*Task*. Rewrite everything from the start of the records down to the line containing "Provide the mask", changing "mottled body plumage" to "speckled body plumage" and leaving all else as it stands.
*-*-*
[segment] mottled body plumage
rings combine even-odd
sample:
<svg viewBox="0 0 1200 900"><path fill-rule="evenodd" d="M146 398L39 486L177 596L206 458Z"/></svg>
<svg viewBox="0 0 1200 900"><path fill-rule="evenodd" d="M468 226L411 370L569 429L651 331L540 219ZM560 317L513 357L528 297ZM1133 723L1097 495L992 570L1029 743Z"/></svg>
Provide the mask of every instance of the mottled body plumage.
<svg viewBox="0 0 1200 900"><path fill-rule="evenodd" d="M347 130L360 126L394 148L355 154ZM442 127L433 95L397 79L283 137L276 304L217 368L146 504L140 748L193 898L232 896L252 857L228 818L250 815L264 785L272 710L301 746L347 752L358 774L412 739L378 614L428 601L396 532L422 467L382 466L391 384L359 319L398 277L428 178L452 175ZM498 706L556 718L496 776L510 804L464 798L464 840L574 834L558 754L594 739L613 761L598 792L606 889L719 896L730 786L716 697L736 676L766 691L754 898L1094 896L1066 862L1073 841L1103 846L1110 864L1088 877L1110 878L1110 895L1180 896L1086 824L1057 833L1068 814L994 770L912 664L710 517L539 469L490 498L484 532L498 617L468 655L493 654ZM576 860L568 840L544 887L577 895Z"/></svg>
*-*-*
*Result of this task*.
[segment] speckled body plumage
rings combine even-odd
sample:
<svg viewBox="0 0 1200 900"><path fill-rule="evenodd" d="M146 398L39 486L177 596L206 458Z"/></svg>
<svg viewBox="0 0 1200 900"><path fill-rule="evenodd" d="M468 226L411 370L569 429L651 331L540 219ZM560 317L513 357L528 297ZM1133 723L1097 495L992 570L1029 743Z"/></svg>
Provide the mask of every instance of the speckled body plumage.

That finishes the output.